_Testo fornito_
****************************************
Athanasius Schneider, tedesco del Kazakhistan, nominato nel 2011, da Benedetto XVI, vescovo ausiliare di Maria Santissima in Astana, la capitale della Repubblica centro-asiatica, è uno dei più fieri e attivi sostenitori della Tradizione cattolica e, quindi, uno dei maggiori critici delle tendenze moderniste e neomoderniste serpeggianti – e, da qualche tempo, neanche tanto serpeggianti, ma potremmo dire trionfanti – all’interno della Chiesa: ragion per cui  si trova, oggi, in una posizione piuttosto scomoda rispetto agli indirizzi liturgici e pastorali instaurati o favoriti da papa Bergoglio e dai sostenitori del rinnovamento radicale, i quali vorrebbero rompere definitivamente i ponti con le ultime vestigia ancora sopravviventi della teologia e della prassi pre-conciliare.
****************************************
_Elenco fornito_
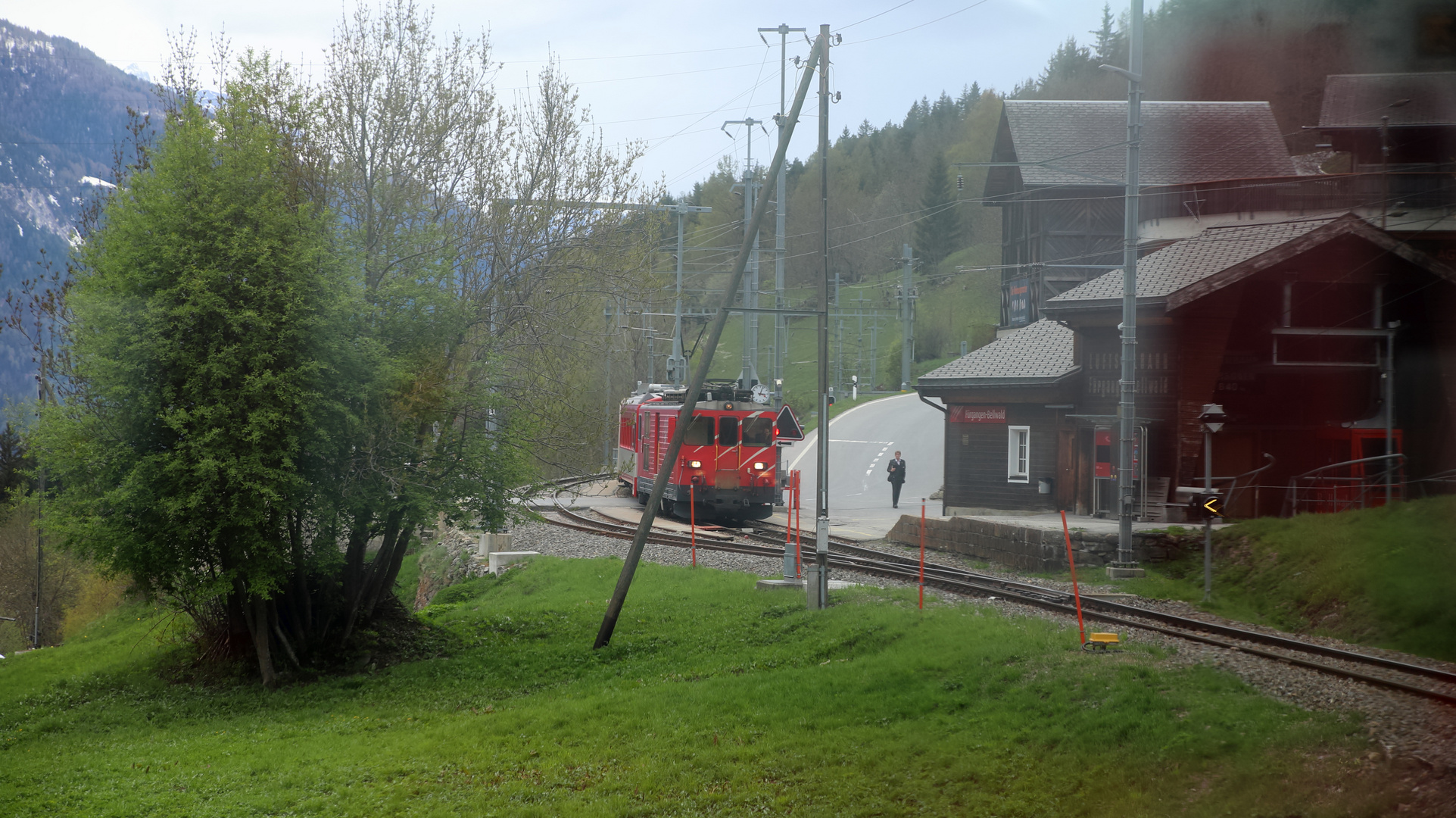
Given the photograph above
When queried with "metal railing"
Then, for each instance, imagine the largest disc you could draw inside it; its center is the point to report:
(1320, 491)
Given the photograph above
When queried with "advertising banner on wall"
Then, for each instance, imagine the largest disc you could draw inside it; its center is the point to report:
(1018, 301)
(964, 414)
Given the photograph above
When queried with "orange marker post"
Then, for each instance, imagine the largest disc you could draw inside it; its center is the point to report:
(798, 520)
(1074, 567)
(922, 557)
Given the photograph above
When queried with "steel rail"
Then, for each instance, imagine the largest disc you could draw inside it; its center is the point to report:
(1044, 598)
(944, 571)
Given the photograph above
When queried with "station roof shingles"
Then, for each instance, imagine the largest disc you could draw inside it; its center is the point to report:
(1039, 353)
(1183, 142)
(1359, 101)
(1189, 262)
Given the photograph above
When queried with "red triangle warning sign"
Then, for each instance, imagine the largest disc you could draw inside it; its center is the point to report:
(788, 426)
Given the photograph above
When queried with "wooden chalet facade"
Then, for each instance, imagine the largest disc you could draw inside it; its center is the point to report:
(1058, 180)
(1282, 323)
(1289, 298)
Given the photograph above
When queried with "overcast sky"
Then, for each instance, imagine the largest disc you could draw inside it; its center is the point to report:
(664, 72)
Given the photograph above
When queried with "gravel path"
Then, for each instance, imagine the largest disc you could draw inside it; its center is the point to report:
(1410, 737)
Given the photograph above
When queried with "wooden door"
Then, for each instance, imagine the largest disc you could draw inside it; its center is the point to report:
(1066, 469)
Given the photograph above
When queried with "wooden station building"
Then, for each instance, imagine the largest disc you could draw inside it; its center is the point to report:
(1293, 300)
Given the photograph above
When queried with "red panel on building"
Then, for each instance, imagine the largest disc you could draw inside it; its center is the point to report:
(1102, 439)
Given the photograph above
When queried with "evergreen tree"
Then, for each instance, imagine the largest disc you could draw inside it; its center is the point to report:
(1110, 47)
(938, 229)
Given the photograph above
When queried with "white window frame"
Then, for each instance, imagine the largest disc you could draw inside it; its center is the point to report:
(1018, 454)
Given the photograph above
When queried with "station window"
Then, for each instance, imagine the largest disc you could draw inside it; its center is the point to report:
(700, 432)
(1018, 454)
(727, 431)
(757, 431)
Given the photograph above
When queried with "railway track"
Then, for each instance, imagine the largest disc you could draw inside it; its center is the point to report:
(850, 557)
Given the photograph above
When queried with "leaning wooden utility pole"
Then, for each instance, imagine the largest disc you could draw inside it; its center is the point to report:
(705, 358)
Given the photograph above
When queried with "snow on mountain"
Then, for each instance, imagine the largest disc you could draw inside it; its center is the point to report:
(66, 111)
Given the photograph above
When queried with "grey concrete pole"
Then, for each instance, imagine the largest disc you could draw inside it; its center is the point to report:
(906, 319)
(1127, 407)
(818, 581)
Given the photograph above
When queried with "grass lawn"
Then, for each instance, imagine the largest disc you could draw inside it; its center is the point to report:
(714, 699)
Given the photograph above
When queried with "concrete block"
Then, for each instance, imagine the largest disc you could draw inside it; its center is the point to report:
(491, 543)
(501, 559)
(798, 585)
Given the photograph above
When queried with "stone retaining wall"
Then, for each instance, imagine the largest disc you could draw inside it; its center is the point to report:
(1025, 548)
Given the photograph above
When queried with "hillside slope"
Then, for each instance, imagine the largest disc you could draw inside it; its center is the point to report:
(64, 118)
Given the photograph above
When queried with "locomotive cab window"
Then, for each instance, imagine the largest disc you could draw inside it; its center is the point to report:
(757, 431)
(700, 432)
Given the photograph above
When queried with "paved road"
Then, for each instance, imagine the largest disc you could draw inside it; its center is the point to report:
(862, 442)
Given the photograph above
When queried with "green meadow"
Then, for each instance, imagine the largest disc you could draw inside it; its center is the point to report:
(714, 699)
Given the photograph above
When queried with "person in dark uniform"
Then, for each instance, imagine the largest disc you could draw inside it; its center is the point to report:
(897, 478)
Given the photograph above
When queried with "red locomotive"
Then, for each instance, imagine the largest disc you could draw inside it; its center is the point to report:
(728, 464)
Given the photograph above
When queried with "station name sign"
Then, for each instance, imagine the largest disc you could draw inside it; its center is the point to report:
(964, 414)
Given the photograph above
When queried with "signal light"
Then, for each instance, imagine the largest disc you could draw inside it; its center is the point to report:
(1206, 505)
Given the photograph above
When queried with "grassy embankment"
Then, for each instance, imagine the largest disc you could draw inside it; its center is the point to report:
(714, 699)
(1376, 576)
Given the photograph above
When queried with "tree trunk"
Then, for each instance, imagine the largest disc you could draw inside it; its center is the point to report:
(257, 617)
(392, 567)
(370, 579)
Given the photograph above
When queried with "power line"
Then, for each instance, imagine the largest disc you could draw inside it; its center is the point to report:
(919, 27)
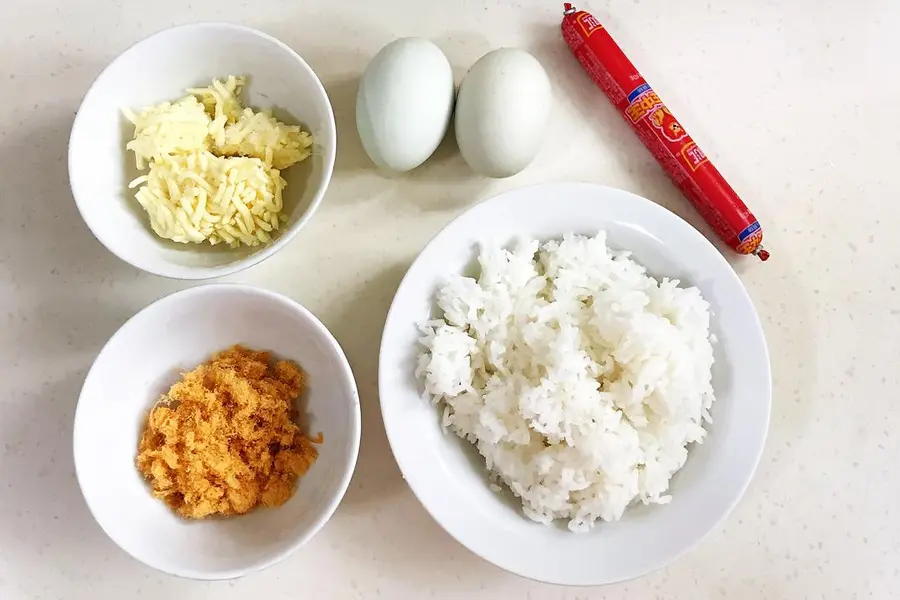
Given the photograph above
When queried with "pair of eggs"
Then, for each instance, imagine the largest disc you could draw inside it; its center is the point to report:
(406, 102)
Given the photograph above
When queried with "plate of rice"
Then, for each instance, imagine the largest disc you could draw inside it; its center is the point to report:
****************************************
_Compiti da svolgere_
a) Nel testo su Athanasius Schneider, di quale sede è vescovo ausiliare?
b) Trascrivi fedelmente il passo del testo su Athanasius Schneider che comincia con "Athanasius Schneider, tedesco" e prosegue fino a "della prassi pre-conciliare.".
L'elenco qui non ha alcun ruolo.

_Soluzioni dei compiti_
a) Di Maria Santissima in Astana.

b)
Athanasius Schneider, tedesco del Kazakhistan, nominato nel 2011, da Benedetto XVI, vescovo ausiliare di Maria Santissima in Astana, la capitale della Repubblica centro-asiatica, è uno dei più fieri e attivi sostenitori della Tradizione cattolica e, quindi, uno dei maggiori critici delle tendenze moderniste e neomoderniste serpeggianti – e, da qualche tempo, neanche tanto serpeggianti, ma potremmo dire trionfanti – all’interno della Chiesa: ragion per cui  si trova, oggi, in una posizione piuttosto scomoda rispetto agli indirizzi liturgici e pastorali instaurati o favoriti da papa Bergoglio e dai sostenitori del rinnovamento radicale, i quali vorrebbero rompere definitivamente i ponti con le ultime vestigia ancora sopravviventi della teologia e della prassi pre-conciliare.